[Records contained in a dataset]
Start of Block

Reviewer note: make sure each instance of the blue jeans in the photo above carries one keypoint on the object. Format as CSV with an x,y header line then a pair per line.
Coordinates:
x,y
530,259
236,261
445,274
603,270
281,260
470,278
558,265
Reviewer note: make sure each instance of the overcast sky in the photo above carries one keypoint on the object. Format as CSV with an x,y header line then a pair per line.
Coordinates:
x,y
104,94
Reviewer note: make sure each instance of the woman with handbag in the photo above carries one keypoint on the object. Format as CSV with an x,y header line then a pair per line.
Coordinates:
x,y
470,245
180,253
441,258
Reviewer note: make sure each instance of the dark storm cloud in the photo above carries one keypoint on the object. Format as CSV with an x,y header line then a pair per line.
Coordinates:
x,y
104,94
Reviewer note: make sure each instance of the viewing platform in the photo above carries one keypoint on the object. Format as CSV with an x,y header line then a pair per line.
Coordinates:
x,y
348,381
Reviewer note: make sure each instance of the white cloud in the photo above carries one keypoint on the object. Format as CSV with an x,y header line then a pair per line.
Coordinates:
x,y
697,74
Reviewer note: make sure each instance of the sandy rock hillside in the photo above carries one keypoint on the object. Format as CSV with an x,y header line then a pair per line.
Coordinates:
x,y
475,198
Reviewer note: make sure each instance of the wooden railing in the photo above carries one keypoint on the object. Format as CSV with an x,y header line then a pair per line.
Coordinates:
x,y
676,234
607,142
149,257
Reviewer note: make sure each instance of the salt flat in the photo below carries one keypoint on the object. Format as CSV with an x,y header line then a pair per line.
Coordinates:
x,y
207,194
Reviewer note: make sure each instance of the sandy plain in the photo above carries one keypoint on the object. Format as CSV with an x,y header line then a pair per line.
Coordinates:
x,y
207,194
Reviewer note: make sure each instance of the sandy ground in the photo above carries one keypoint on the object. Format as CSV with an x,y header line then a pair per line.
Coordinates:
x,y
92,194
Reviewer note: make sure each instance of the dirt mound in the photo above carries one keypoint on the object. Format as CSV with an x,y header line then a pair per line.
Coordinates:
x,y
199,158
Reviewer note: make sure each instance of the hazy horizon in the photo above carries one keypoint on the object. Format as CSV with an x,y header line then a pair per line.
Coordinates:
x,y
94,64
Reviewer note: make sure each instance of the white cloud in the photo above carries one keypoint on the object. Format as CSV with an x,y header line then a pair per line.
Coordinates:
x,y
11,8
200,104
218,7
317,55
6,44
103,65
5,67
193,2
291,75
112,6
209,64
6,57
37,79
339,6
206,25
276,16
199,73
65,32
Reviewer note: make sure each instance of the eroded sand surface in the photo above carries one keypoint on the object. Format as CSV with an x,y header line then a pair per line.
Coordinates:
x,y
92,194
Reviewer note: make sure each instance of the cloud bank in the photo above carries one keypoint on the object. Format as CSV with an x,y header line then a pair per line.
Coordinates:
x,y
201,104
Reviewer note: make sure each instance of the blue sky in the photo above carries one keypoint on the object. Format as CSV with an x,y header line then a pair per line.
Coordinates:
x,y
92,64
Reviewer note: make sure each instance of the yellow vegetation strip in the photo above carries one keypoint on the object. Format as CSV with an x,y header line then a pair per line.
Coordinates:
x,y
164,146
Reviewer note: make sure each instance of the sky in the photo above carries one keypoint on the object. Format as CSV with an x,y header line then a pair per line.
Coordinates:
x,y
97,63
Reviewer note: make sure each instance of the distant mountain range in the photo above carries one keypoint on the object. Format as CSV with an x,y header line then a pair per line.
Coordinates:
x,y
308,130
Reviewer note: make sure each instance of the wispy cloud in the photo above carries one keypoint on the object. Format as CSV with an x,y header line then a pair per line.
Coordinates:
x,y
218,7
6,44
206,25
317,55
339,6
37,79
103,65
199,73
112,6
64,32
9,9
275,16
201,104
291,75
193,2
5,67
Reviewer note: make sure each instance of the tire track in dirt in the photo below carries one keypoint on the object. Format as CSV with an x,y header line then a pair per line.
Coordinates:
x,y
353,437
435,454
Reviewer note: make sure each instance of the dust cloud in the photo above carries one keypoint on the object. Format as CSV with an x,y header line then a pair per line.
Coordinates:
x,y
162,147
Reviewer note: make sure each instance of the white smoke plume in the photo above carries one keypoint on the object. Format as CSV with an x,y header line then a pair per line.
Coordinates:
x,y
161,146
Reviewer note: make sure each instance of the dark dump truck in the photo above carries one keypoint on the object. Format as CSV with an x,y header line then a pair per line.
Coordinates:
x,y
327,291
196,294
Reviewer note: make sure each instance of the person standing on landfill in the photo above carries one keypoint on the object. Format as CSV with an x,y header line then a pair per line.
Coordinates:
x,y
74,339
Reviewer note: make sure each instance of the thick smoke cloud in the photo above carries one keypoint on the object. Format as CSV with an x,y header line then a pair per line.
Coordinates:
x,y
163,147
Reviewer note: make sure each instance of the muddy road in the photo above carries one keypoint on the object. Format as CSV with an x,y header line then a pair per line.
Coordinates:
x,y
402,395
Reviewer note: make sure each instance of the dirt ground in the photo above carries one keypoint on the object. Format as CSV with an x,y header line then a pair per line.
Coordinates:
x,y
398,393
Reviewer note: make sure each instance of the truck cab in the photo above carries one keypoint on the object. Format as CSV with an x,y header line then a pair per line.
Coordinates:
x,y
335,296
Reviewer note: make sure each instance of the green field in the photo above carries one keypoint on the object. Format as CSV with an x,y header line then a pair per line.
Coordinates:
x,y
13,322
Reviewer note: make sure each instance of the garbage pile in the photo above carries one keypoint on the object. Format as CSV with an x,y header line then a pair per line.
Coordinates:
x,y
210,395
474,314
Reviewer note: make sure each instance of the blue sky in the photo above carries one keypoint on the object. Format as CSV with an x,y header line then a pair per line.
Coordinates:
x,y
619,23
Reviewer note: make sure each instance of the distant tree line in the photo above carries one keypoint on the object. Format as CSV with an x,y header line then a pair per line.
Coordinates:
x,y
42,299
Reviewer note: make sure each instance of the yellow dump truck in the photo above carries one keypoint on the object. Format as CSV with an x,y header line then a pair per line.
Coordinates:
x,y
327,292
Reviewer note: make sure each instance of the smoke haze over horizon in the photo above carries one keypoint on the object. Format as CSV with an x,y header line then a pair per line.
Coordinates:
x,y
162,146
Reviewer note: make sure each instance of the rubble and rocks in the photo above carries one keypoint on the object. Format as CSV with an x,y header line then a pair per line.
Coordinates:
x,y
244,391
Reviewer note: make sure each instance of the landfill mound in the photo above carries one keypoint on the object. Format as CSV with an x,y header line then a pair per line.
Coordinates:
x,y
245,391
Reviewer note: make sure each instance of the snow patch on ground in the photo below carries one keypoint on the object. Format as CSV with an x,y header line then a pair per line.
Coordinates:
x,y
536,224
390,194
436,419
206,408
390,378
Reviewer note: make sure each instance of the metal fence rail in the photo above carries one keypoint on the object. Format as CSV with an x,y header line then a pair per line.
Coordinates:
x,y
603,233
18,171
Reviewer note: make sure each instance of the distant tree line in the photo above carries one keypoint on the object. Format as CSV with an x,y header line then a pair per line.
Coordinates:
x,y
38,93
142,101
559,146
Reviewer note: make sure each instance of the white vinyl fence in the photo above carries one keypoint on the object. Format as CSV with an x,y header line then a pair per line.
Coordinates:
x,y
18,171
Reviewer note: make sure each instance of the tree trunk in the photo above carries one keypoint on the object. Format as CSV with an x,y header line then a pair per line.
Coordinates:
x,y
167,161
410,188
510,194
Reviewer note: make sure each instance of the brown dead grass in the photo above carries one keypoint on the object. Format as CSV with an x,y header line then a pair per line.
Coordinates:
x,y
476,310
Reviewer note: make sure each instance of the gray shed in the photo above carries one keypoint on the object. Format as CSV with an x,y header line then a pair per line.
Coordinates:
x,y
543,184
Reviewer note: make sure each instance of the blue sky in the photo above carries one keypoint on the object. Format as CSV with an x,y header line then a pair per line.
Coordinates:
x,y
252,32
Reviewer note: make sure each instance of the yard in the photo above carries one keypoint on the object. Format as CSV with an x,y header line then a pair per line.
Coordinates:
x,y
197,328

End of Block

▶ _Task prompt_
Find the word "dump" in the records. Copy every line it appears in.

▶ _Reply to the exercise_
Reviewer note: make sure each instance of the dark dump truck in the photo above carries one keypoint on the object. Format as CSV with an x,y header line then a pair per line.
Reviewer note: make sure each instance of the yellow dump truck in the photo above carries one keypoint on the object. Format as CSV with an x,y header line then a pair per line.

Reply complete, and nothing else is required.